=== Dataset entries ===
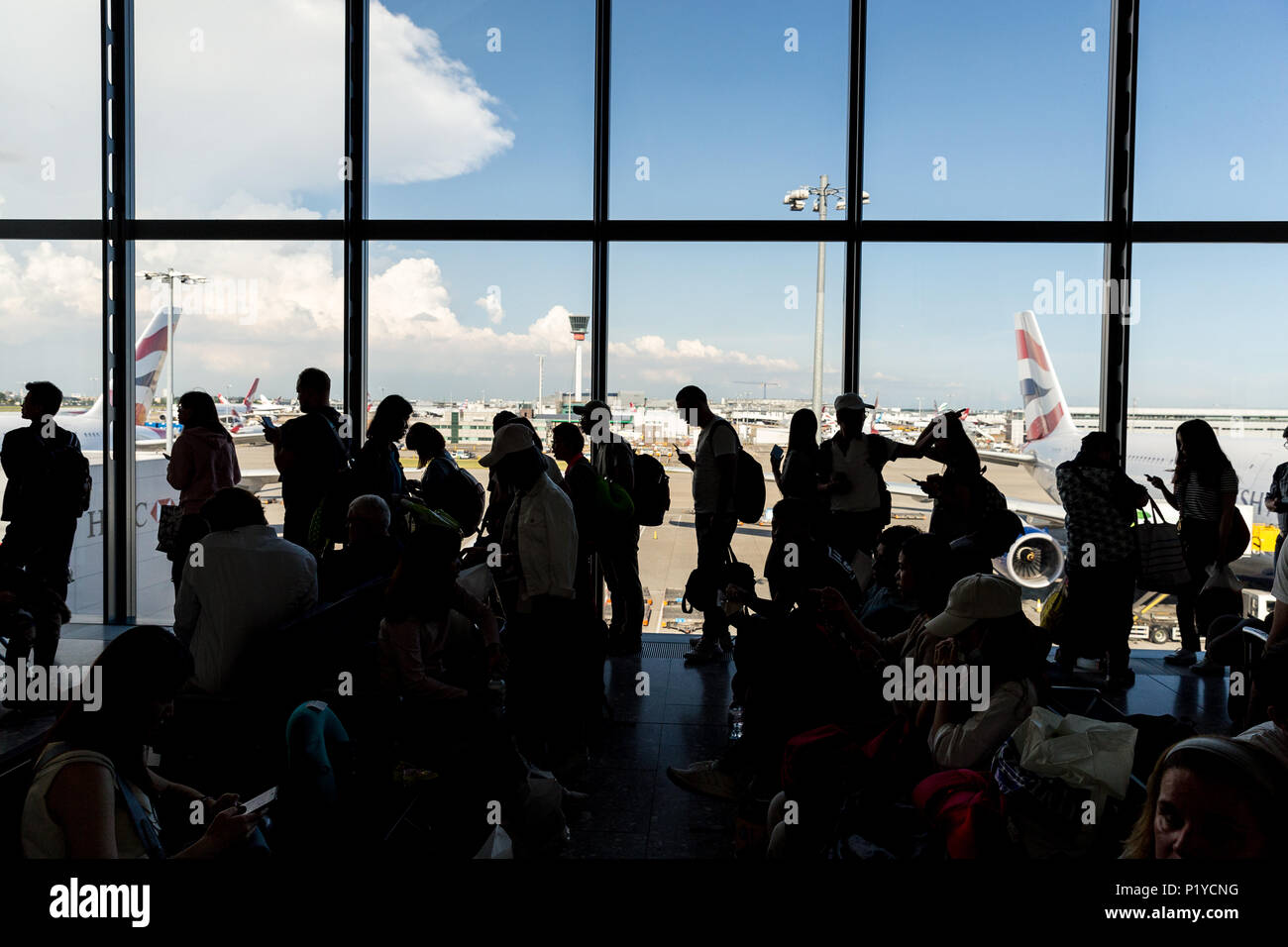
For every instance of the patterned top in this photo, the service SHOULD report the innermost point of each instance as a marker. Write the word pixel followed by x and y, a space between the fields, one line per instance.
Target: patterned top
pixel 1091 514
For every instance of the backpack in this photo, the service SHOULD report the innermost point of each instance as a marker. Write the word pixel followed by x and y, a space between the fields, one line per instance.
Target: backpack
pixel 464 497
pixel 748 484
pixel 68 474
pixel 652 495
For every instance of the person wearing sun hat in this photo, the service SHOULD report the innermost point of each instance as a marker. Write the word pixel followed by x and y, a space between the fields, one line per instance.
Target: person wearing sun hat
pixel 983 626
pixel 850 464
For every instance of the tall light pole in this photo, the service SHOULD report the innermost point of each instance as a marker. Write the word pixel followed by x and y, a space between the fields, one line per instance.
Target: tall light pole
pixel 168 277
pixel 579 325
pixel 795 200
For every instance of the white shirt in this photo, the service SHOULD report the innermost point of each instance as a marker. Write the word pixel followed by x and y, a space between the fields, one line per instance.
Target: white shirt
pixel 249 583
pixel 546 539
pixel 716 440
pixel 970 745
pixel 1267 736
pixel 854 464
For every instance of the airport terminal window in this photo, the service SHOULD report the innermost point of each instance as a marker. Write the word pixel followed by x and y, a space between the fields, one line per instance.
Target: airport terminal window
pixel 1212 140
pixel 240 108
pixel 1005 121
pixel 50 78
pixel 482 110
pixel 265 312
pixel 51 311
pixel 737 320
pixel 465 330
pixel 720 108
pixel 1206 346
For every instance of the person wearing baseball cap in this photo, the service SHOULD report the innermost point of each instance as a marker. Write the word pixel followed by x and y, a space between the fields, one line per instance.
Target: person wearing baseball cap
pixel 983 628
pixel 850 464
pixel 618 556
pixel 537 582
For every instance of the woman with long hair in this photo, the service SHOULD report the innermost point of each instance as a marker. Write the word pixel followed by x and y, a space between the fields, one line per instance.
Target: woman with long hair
pixel 1205 487
pixel 204 462
pixel 1211 797
pixel 93 795
pixel 377 468
pixel 797 474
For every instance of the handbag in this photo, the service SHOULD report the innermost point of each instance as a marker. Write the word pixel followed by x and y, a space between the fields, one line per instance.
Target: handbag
pixel 1162 558
pixel 167 527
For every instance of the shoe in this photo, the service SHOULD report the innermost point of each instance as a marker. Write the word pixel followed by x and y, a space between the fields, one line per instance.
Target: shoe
pixel 1122 681
pixel 1181 659
pixel 706 779
pixel 1209 669
pixel 704 651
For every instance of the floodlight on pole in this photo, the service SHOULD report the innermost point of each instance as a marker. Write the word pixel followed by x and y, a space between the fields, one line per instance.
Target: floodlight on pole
pixel 795 200
pixel 168 275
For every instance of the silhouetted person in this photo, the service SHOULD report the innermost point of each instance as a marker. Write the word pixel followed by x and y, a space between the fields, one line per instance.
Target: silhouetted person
pixel 1100 504
pixel 377 468
pixel 1276 500
pixel 309 451
pixel 1206 487
pixel 46 493
pixel 76 805
pixel 618 554
pixel 537 582
pixel 850 464
pixel 246 583
pixel 369 552
pixel 204 462
pixel 713 466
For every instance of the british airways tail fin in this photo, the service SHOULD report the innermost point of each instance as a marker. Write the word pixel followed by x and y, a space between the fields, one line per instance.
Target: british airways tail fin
pixel 1046 412
pixel 150 355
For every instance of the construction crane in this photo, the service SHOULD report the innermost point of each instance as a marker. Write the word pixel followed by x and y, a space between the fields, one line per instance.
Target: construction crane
pixel 764 386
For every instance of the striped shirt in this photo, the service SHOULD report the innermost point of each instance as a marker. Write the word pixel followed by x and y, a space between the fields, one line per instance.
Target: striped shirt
pixel 1197 501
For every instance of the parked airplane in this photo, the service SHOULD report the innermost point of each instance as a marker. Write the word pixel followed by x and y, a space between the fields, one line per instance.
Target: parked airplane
pixel 150 355
pixel 1035 560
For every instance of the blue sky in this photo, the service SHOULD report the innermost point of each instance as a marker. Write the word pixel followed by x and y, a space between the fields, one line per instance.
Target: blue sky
pixel 1006 99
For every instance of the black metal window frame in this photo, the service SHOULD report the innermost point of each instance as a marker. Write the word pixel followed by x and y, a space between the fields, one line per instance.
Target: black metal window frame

=== Task description ===
Above are the records; print them all exactly and keep the pictures out.

=== Output for this exercise ===
For every instance of the patterned top in this photo, the service SHOULD report the innermost point of each instance as a marker. Write the word pixel followed by x and y, a space between the fields, one line per instance.
Target: patterned top
pixel 1091 514
For every instance of the backpack in this photo, the service SHOULD report the innermost point of each instance as a marker. Write the word pixel followed by x and y, a space between the fields, one line per instance.
Target: backpack
pixel 464 497
pixel 748 484
pixel 68 474
pixel 652 495
For every instance of the person wearing sun hat in this photo, the service SHOULD report the innermost point of each instance as a marker. Write the word pixel followed by x and y, a space between the fields, one line per instance.
Target: person wearing sun hat
pixel 983 626
pixel 850 464
For every instance of the tall light pole in this photo, the service SHOULD report the innermost point of each instance as a marker. Write the word pixel followed by x and y, a space between the fields, one line per instance.
Target: tall light pole
pixel 168 277
pixel 579 325
pixel 795 200
For every instance of the white shirt in this photo, the service SHOULD report the innermost point of each instance as a marker. Write the word pixel followed by x and y, a space between the fields, one line per instance.
Target: white shirt
pixel 249 583
pixel 546 539
pixel 716 440
pixel 970 745
pixel 1267 736
pixel 854 464
For every instance of the airport terminal window in this photo, the service SHOULD report the innermost point of each instance as a marker. Write the word pixel followed by x and y, a space between the fields, one line per instance.
Target: airport terminal window
pixel 1212 140
pixel 240 108
pixel 1005 121
pixel 50 78
pixel 482 110
pixel 265 312
pixel 51 311
pixel 737 320
pixel 465 330
pixel 720 108
pixel 1206 346
For every instance of the person wearing baseball cap in this photo, the service SHOULD report the innermost point of each instance as a marker. Write the word pixel followed by x and y, a space between the fields, one line per instance.
Target: person wearing baseball cap
pixel 983 628
pixel 850 464
pixel 618 556
pixel 537 582
For every instance of the woman with long hair in this photo, the service SHOULD report the innermost point of each instance as a marker. Write the word pixel followed by x and y, a space between the fields, one line per instance.
Target: woman with long hair
pixel 1205 487
pixel 204 462
pixel 1211 797
pixel 93 795
pixel 377 468
pixel 797 474
For every instance of the handbag in this photo, the service SHOULD report the innermost point of each instance as a marker. Write the word pixel followed by x and y, a space between the fields, one line per instance.
Target: handbag
pixel 1162 558
pixel 167 527
For every instance of the shoe in this photo, the service SHOULD report the innermost point of each instance as a marker. Write the word pixel followed by x and y, a space between the fields, one line per instance.
Target: shoe
pixel 1122 681
pixel 1181 659
pixel 706 779
pixel 1209 669
pixel 704 651
For every instance of the floodlight on pole in this photo, the service SHOULD report the innermost point of each instance as a marker. Write the word pixel followed by x and y, a space between the fields, one line per instance.
Target: floodlight on pole
pixel 795 200
pixel 168 275
For every instance of the silhouetted person in this photo, the service SHOULD report the innermost point of each instance as a marker. Write the word pixel followed by x and y, a space between the fields, one line per instance.
Target: silhouetted person
pixel 1100 504
pixel 377 468
pixel 1276 500
pixel 309 451
pixel 1206 487
pixel 46 493
pixel 76 805
pixel 618 554
pixel 537 582
pixel 850 464
pixel 246 583
pixel 369 552
pixel 204 462
pixel 713 466
For every instance of the british airways tail fin in this photo, the service SHOULD report the innermost point of each instance as a marker. Write the word pixel followed by x and y, a space between the fields, one line per instance.
Target: british airways tail fin
pixel 1046 412
pixel 150 355
For every instance of the construction crane in this photo, the service SHOULD report the innermost point of each instance as a marker. Write the word pixel followed by x and y, a space between the fields, one line per instance.
Target: construction crane
pixel 764 386
For every instance of the striped shirt in this photo, the service SHOULD report the innermost point of each instance as a marker. Write the word pixel followed by x and y, a space between the fields, one line per instance.
Target: striped shirt
pixel 1197 501
For every instance of the parked airplane in this photo, the service SHOULD report the innermost point of each instance as a marker. Write the word pixel followed by x and y, a space between the fields, one line per instance.
Target: parked airplane
pixel 150 355
pixel 1035 560
For every instance of the blue sky in this photo, the service SHOULD report the innermost point of each instance as a marker. Write the word pixel followed by x and y, a space between the fields, one line per instance.
Target: blue sky
pixel 1006 99
For every instance of the black metal window frame in this photo, the service SHOULD report the innermost point of each instance as a marker. Write the word pixel followed by x and y, a space between the fields, one line per instance.
Target: black metal window frame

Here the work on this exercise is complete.